== The records ==
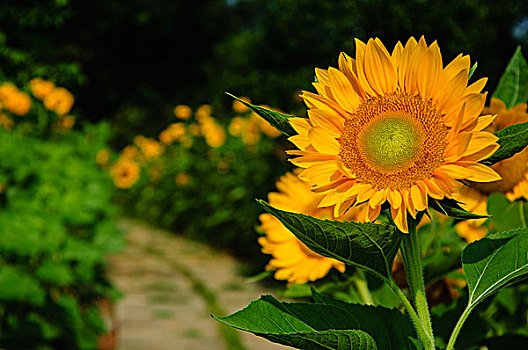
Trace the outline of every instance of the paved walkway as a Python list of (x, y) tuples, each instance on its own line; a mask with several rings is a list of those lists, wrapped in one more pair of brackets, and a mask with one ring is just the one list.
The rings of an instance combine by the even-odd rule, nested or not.
[(122, 220), (120, 227), (128, 244), (109, 261), (124, 293), (116, 306), (119, 350), (291, 349), (222, 330), (210, 317), (276, 294), (238, 276), (232, 257), (140, 222)]

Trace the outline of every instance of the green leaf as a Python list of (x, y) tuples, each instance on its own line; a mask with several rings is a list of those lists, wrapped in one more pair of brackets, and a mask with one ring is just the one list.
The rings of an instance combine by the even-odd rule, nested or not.
[(399, 311), (318, 297), (323, 303), (281, 303), (265, 295), (230, 316), (215, 318), (301, 349), (415, 348), (414, 329)]
[(15, 266), (0, 269), (0, 300), (18, 301), (31, 305), (44, 304), (44, 290), (26, 271)]
[(288, 118), (295, 117), (294, 115), (275, 112), (264, 107), (253, 105), (236, 97), (235, 95), (230, 94), (229, 92), (226, 92), (226, 94), (246, 105), (249, 109), (264, 118), (268, 123), (273, 125), (275, 129), (279, 130), (284, 135), (288, 137), (297, 135), (297, 132), (288, 121)]
[(37, 270), (37, 277), (57, 286), (65, 286), (73, 282), (73, 273), (68, 265), (44, 262)]
[(471, 77), (473, 76), (473, 73), (475, 73), (475, 71), (477, 70), (477, 66), (478, 66), (478, 62), (475, 62), (475, 64), (469, 70), (468, 80), (471, 79)]
[(411, 349), (418, 341), (411, 320), (396, 309), (347, 303), (313, 288), (312, 296), (316, 303), (335, 306), (345, 317), (356, 320), (359, 329), (370, 334), (380, 349)]
[(471, 219), (484, 219), (489, 216), (472, 214), (460, 205), (456, 200), (451, 198), (444, 198), (442, 200), (432, 199), (429, 200), (429, 206), (437, 212), (447, 215), (449, 217), (459, 220), (471, 220)]
[(528, 226), (528, 204), (524, 201), (511, 203), (502, 193), (492, 193), (489, 196), (488, 213), (493, 217), (493, 227), (497, 231)]
[(491, 157), (481, 161), (482, 164), (493, 165), (522, 151), (528, 145), (528, 122), (510, 125), (494, 135), (499, 138), (500, 147)]
[(528, 65), (521, 46), (517, 46), (492, 96), (501, 99), (508, 109), (528, 100)]
[(402, 233), (386, 224), (321, 220), (273, 208), (258, 201), (314, 252), (356, 266), (381, 277), (391, 278), (394, 257)]
[(513, 280), (528, 274), (528, 229), (490, 234), (462, 252), (471, 310)]

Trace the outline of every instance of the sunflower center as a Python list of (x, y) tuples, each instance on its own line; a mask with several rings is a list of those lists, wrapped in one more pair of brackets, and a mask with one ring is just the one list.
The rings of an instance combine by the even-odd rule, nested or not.
[(358, 135), (359, 147), (373, 166), (390, 171), (408, 166), (422, 143), (419, 125), (401, 112), (374, 119)]
[(363, 102), (347, 119), (339, 157), (375, 188), (409, 188), (442, 164), (447, 126), (420, 95), (390, 93)]

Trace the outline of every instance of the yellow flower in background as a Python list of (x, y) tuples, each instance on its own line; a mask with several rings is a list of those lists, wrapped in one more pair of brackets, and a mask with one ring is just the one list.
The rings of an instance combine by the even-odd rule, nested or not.
[(158, 135), (158, 139), (166, 145), (170, 145), (174, 142), (169, 130), (163, 130), (162, 132), (160, 132)]
[[(487, 131), (496, 132), (510, 125), (528, 121), (526, 103), (521, 103), (507, 109), (504, 102), (492, 98), (490, 106), (484, 108), (484, 114), (496, 114), (494, 122), (487, 127)], [(528, 149), (525, 148), (511, 158), (505, 159), (491, 166), (502, 177), (501, 180), (476, 183), (468, 182), (455, 195), (455, 199), (462, 202), (462, 207), (469, 212), (488, 215), (487, 203), (492, 193), (503, 193), (510, 202), (517, 199), (528, 199)], [(468, 242), (480, 239), (487, 234), (482, 224), (486, 219), (468, 220), (456, 225), (460, 236)]]
[(65, 88), (59, 87), (53, 89), (44, 98), (44, 107), (58, 115), (65, 115), (71, 111), (74, 102), (75, 99), (71, 92)]
[(176, 118), (187, 120), (192, 115), (192, 109), (186, 105), (178, 105), (174, 107), (173, 113)]
[(226, 132), (222, 126), (218, 124), (211, 124), (202, 130), (205, 137), (205, 142), (210, 147), (218, 148), (225, 143)]
[(101, 168), (105, 168), (110, 163), (110, 150), (103, 148), (97, 151), (95, 161)]
[[(251, 100), (249, 97), (240, 97), (242, 101), (246, 101), (247, 103), (251, 103)], [(242, 102), (238, 100), (233, 101), (233, 110), (239, 114), (246, 113), (249, 111), (249, 108), (243, 104)]]
[(470, 60), (443, 66), (436, 42), (410, 38), (389, 54), (379, 39), (356, 40), (356, 58), (342, 53), (339, 69), (316, 69), (318, 94), (303, 92), (308, 118), (290, 118), (300, 150), (292, 163), (300, 178), (324, 193), (322, 207), (339, 216), (368, 203), (374, 221), (385, 202), (397, 227), (407, 213), (428, 208), (428, 197), (451, 198), (457, 180), (500, 179), (479, 161), (499, 147), (480, 116), (486, 79), (468, 85)]
[(139, 179), (139, 165), (128, 159), (119, 159), (110, 169), (110, 175), (118, 188), (130, 188)]
[(9, 112), (18, 116), (24, 116), (31, 108), (31, 97), (21, 91), (17, 91), (1, 100), (2, 105)]
[(31, 108), (31, 97), (12, 83), (3, 83), (0, 85), (0, 105), (13, 114), (24, 116)]
[(174, 181), (176, 182), (176, 185), (180, 187), (185, 187), (189, 184), (189, 181), (191, 180), (191, 177), (187, 173), (179, 173), (174, 178)]
[(139, 153), (139, 149), (136, 146), (128, 145), (121, 150), (120, 158), (135, 161), (139, 160), (140, 156), (141, 154)]
[(161, 171), (159, 166), (153, 166), (149, 170), (149, 180), (153, 183), (158, 183), (161, 181), (161, 178), (163, 176), (163, 172)]
[(161, 145), (156, 140), (146, 137), (139, 138), (138, 140), (140, 140), (138, 143), (136, 143), (136, 140), (134, 143), (139, 147), (139, 150), (145, 156), (147, 161), (156, 159), (163, 154), (163, 145)]
[(13, 83), (2, 83), (0, 85), (0, 101), (8, 99), (11, 95), (19, 92), (18, 88)]
[(13, 130), (15, 122), (7, 114), (0, 112), (0, 126), (5, 130)]
[(186, 134), (185, 124), (183, 123), (173, 123), (169, 125), (167, 130), (175, 141), (181, 141)]
[(68, 132), (75, 125), (75, 117), (71, 115), (60, 115), (55, 123), (53, 129), (59, 132)]
[[(279, 192), (268, 194), (270, 205), (293, 213), (311, 215), (320, 219), (334, 220), (331, 208), (320, 208), (324, 196), (310, 190), (310, 185), (296, 175), (287, 173), (277, 182)], [(355, 207), (337, 220), (361, 221), (365, 215), (365, 205)], [(262, 223), (259, 229), (266, 235), (258, 239), (262, 252), (271, 254), (267, 270), (275, 270), (275, 278), (289, 283), (306, 283), (325, 277), (330, 269), (345, 271), (345, 264), (323, 257), (304, 245), (284, 225), (271, 214), (259, 216)]]
[(246, 122), (246, 119), (239, 117), (239, 116), (231, 119), (231, 122), (229, 123), (229, 126), (227, 127), (227, 131), (229, 132), (229, 135), (234, 136), (234, 137), (240, 137), (242, 135), (242, 131), (244, 130), (245, 122)]
[(132, 139), (132, 142), (134, 143), (134, 145), (136, 145), (137, 147), (139, 147), (141, 149), (143, 143), (145, 143), (145, 141), (147, 140), (147, 138), (143, 135), (136, 135), (134, 136), (134, 138)]
[(29, 88), (33, 96), (39, 100), (44, 100), (55, 89), (55, 84), (51, 81), (35, 78), (29, 82)]
[(242, 130), (242, 142), (246, 146), (254, 146), (260, 140), (260, 118), (256, 114), (251, 114), (249, 119), (246, 119), (244, 129)]
[(189, 130), (189, 134), (192, 136), (200, 135), (200, 127), (196, 123), (189, 124), (187, 130)]
[(201, 105), (196, 112), (194, 112), (194, 118), (200, 123), (205, 123), (211, 119), (212, 112), (213, 108), (210, 105)]

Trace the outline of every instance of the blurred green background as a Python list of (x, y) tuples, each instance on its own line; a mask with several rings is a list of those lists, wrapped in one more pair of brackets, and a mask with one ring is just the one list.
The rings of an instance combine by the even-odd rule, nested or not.
[(224, 91), (299, 109), (314, 67), (336, 65), (354, 38), (387, 47), (409, 36), (438, 40), (444, 60), (469, 53), (476, 77), (496, 86), (528, 40), (528, 3), (512, 0), (2, 1), (0, 78), (41, 76), (68, 86), (76, 112), (111, 120), (113, 143), (154, 133), (179, 103), (213, 103)]

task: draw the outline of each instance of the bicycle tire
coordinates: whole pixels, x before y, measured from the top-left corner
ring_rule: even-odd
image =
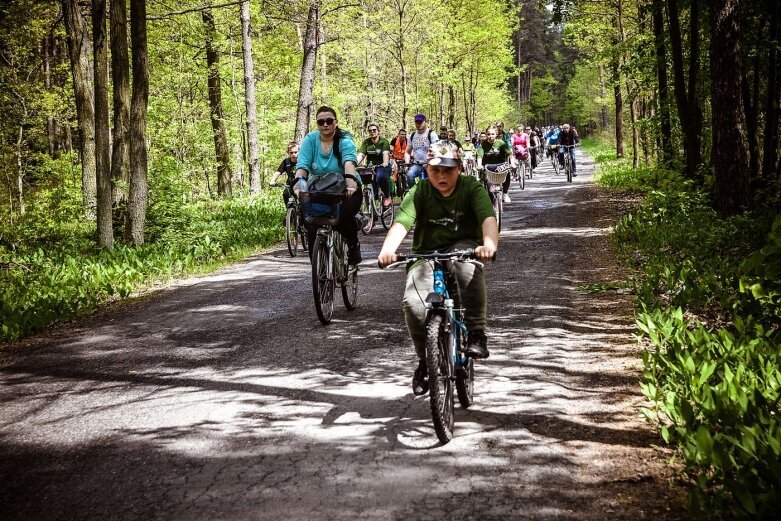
===
Set down exactly the lines running from the beginning of the entries above to the line that contains "Trace the outline of every instance of the green", including both, and leave out pictures.

▶ **Exercise result**
Trace the outline of every instance of the paved walkway as a Python list of (x, y) tuples, each instance on its own line; a mask with several rings is a list of those lists, wrapped in one more pair of brackets, and a mask with one ring is just the one list.
The rings of an instance combine by the even-odd rule, nested or not.
[(122, 220), (120, 227), (128, 244), (109, 261), (124, 293), (116, 306), (119, 350), (291, 349), (222, 330), (210, 317), (276, 294), (238, 276), (232, 257), (140, 222)]

Trace the outline of every instance of the green leaf as a Python list of (x, y) tuples, each instance on its own line; a mask with several rings is a list of those lists, wrapped in one more pair of brackets, and a mask with one ring is just the one list.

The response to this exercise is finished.